>> start Supplied data
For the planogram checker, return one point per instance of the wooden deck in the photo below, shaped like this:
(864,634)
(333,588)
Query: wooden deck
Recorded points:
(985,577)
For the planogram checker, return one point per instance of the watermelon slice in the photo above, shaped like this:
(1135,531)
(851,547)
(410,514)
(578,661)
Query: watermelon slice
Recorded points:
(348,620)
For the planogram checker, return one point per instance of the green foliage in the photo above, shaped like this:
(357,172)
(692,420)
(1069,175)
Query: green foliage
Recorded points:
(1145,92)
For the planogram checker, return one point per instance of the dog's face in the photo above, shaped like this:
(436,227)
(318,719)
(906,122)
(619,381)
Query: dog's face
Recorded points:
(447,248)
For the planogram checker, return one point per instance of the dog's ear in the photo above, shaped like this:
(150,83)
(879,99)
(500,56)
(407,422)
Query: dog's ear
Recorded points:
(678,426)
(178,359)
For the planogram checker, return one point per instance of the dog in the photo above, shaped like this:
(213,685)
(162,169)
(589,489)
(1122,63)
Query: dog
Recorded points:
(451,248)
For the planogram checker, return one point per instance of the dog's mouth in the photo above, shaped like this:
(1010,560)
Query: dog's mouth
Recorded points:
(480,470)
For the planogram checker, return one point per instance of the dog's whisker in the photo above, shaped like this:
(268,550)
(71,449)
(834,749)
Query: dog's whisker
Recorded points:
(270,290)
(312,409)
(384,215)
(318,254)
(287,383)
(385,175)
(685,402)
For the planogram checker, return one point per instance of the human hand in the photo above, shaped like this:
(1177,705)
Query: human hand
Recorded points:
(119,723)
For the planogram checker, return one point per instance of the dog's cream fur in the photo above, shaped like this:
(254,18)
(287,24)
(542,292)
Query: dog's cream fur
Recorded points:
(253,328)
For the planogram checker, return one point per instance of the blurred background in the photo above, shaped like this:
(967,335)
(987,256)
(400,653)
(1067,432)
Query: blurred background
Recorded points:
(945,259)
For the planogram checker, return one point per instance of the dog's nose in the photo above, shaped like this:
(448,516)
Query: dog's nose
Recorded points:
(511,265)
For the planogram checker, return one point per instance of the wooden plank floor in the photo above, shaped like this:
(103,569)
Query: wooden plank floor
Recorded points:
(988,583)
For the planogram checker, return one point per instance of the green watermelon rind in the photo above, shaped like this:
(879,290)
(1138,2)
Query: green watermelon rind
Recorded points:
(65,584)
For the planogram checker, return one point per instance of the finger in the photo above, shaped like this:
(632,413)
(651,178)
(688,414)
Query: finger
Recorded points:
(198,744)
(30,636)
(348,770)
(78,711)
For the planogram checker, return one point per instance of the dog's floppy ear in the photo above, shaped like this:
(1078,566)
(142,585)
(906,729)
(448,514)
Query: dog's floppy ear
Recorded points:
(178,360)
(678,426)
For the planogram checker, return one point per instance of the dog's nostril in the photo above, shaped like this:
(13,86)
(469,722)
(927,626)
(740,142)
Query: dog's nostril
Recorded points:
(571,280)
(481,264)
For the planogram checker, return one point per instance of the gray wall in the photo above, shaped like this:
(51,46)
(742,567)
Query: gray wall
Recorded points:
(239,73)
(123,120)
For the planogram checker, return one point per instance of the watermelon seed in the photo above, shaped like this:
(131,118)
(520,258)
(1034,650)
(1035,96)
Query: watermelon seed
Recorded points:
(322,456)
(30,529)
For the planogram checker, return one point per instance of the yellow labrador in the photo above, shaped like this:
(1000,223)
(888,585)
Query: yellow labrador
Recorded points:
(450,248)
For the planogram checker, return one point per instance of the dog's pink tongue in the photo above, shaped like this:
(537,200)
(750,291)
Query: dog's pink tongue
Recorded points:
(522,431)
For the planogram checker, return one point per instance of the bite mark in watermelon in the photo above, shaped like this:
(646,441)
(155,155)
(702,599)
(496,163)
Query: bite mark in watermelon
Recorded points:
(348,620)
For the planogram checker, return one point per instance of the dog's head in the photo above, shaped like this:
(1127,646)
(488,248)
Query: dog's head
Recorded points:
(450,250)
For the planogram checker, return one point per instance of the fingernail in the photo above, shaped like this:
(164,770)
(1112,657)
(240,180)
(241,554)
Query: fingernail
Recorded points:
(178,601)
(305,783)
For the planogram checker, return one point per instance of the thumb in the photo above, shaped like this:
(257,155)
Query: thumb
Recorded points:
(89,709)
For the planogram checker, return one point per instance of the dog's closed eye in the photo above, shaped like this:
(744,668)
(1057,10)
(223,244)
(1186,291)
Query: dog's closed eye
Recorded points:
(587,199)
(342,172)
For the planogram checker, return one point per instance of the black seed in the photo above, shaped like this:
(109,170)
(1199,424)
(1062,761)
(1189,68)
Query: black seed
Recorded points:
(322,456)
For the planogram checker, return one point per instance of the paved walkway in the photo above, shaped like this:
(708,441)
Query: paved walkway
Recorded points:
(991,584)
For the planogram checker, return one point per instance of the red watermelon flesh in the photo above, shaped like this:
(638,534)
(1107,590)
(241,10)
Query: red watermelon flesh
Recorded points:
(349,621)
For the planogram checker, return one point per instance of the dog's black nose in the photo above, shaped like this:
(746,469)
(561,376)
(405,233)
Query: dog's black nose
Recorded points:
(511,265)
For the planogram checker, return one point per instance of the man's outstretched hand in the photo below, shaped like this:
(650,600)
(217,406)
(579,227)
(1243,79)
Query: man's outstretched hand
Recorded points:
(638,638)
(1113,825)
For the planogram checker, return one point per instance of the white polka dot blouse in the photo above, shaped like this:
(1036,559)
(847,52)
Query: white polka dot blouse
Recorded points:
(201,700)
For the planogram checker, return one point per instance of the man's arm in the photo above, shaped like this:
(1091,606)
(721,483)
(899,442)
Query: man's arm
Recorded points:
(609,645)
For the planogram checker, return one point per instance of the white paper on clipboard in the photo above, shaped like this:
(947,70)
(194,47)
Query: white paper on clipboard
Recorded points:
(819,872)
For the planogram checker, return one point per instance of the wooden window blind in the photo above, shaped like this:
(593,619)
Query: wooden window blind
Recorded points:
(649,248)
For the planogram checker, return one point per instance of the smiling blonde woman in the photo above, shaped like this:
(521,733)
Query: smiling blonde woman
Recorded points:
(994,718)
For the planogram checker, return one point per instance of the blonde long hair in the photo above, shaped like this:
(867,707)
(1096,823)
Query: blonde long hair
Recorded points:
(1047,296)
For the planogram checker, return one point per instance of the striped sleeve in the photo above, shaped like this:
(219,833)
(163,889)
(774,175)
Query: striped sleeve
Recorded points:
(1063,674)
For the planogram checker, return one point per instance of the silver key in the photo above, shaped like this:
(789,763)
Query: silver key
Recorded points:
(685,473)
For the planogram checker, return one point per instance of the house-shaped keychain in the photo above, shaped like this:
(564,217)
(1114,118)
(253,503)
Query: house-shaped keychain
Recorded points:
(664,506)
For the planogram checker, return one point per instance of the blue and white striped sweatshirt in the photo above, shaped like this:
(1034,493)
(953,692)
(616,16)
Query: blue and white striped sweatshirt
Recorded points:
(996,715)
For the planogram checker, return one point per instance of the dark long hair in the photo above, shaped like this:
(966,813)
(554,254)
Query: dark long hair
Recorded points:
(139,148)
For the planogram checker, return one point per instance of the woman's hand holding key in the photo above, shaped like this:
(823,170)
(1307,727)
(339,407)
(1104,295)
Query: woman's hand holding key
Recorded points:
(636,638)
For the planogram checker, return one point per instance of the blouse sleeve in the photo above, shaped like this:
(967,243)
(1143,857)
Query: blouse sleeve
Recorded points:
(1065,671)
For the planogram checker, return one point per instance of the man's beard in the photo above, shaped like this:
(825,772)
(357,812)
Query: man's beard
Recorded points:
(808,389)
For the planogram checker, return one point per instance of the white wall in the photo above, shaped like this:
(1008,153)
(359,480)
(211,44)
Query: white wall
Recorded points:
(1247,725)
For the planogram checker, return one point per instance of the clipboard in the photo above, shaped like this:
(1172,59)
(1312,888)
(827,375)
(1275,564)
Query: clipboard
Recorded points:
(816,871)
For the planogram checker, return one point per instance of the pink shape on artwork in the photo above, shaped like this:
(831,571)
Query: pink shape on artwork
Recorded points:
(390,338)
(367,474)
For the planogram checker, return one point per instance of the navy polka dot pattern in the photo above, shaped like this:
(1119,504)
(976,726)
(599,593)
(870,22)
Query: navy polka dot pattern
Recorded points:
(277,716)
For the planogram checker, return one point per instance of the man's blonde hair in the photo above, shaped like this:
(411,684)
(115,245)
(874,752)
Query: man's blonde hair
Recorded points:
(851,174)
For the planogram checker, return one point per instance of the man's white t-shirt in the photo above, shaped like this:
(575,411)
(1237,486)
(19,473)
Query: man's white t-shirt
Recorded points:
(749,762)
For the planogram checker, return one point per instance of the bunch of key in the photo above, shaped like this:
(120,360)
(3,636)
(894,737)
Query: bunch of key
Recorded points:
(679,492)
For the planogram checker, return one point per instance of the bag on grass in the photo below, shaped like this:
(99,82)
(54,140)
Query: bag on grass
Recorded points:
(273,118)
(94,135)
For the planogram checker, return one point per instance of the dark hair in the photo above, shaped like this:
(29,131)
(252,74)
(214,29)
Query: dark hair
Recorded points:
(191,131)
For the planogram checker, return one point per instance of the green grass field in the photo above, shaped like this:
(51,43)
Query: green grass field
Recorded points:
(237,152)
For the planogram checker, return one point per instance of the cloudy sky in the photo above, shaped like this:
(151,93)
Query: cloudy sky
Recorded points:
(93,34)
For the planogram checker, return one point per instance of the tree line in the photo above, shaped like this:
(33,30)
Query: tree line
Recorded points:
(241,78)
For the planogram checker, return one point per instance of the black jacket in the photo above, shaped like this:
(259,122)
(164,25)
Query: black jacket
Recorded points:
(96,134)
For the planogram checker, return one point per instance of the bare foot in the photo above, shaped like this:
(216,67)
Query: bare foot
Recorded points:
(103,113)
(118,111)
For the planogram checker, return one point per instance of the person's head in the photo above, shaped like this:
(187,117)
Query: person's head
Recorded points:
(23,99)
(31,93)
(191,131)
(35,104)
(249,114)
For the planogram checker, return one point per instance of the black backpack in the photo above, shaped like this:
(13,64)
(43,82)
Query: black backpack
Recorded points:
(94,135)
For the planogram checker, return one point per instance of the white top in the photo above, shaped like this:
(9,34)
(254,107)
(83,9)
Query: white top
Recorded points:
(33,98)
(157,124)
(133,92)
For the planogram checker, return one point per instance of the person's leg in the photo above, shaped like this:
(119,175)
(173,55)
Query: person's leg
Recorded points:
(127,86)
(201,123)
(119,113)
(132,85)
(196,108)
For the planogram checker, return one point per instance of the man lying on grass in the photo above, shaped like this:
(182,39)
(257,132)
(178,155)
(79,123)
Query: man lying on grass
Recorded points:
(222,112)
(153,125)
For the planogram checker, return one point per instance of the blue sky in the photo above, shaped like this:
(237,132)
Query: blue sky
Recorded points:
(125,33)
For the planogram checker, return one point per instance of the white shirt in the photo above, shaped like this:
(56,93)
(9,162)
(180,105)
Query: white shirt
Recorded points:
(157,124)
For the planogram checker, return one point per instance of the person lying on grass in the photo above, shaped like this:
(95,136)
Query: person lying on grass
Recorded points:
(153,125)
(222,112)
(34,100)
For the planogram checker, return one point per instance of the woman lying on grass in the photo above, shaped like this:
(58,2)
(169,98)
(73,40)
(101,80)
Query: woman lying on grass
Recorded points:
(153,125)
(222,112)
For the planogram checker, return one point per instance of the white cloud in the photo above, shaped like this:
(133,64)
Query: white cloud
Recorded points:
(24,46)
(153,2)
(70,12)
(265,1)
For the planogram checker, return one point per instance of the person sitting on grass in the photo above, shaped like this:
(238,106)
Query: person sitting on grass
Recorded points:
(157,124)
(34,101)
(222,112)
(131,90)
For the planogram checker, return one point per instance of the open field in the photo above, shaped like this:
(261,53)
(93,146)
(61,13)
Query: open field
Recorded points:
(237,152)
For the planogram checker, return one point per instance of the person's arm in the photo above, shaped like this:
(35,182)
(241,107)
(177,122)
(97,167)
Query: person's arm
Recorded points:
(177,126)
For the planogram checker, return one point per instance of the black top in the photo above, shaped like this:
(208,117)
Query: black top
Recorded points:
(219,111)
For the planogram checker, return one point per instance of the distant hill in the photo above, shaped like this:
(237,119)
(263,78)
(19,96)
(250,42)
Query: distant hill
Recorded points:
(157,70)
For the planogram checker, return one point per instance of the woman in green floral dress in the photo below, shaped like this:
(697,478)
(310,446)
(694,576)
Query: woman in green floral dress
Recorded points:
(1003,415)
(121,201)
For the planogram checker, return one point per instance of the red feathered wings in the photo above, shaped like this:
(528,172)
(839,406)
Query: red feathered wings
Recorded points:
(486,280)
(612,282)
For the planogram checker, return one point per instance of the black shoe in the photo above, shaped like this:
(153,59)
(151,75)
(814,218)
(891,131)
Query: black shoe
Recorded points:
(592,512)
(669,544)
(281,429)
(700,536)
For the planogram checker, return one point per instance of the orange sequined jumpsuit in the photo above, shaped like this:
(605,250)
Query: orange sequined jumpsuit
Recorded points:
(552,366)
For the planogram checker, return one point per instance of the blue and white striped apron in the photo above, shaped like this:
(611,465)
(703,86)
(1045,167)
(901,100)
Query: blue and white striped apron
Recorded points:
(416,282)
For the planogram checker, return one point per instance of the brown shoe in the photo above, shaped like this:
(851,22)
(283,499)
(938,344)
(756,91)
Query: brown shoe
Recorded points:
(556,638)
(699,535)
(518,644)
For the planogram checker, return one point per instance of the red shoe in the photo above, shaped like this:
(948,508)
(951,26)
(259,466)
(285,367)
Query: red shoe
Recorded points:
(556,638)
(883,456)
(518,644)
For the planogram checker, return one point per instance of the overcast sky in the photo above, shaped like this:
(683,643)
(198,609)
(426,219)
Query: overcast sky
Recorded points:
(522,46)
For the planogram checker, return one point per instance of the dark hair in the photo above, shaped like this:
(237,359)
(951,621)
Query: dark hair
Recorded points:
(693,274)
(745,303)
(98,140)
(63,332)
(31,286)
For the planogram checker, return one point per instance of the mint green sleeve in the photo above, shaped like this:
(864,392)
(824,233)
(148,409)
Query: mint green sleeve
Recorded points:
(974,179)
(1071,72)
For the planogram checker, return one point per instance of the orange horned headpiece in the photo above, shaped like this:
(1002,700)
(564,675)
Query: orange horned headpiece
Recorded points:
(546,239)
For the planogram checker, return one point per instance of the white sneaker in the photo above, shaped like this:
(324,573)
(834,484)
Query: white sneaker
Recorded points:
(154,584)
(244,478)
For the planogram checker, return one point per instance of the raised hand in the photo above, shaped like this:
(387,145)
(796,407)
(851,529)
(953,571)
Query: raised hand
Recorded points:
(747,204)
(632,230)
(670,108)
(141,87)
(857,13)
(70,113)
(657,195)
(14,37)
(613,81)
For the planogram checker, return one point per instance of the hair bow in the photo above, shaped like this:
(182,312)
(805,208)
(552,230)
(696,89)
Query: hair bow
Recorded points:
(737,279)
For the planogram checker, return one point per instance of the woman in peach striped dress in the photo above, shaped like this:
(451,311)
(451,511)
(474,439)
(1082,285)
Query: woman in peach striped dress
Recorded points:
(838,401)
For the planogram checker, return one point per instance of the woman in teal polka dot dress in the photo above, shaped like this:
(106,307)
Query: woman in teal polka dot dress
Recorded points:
>> end Supplied data
■ Direction
Put the lines above into a numbered list, leaving out any blank lines. Begin at the line that contains "striped dress in" and continue through the last of the lines.

■ Response below
1. For the planogram checker, return one point per instance of the woman in peach striped dress in the photo above, shaped like this:
2. (451,311)
3. (451,511)
4. (474,439)
5. (1082,285)
6. Query: woman in peach striped dress
7. Recorded points:
8. (838,401)
9. For the planogram checker, return one point per instance of the woman in teal polka dot dress in the photo above, shaped like this:
10. (106,307)
11. Query: woman in teal polka dot dress
12. Recorded points:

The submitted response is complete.